§ DATA TO USE:
━━━━━━━━
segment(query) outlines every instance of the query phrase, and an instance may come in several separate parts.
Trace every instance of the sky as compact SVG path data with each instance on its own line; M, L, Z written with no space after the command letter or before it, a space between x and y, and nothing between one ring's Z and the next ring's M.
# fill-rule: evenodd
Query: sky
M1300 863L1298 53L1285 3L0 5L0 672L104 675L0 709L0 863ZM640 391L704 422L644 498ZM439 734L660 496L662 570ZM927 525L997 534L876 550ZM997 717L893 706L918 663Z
━━━━━━━━
§ WHAT YOU NEED TO DO:
Extract the complete data, matching each line exactly.

§ SOLUTION TO THIS EXERCISE:
segment(query) outlines every instance of the query phrase, and an instance may come in several separate parts.
Trace every instance of the sky as compact SVG path data with each instance on its own line; M, L, Z written with no space after the command letter or before it, a space between x and y, and nothing between one ring's Z and the next ring's M.
# fill-rule: evenodd
Query: sky
M1300 863L1298 53L1285 3L0 5L0 672L104 675L0 709L0 863ZM640 391L704 422L644 498ZM439 734L660 496L662 570ZM927 525L997 534L876 550ZM997 717L893 706L918 663Z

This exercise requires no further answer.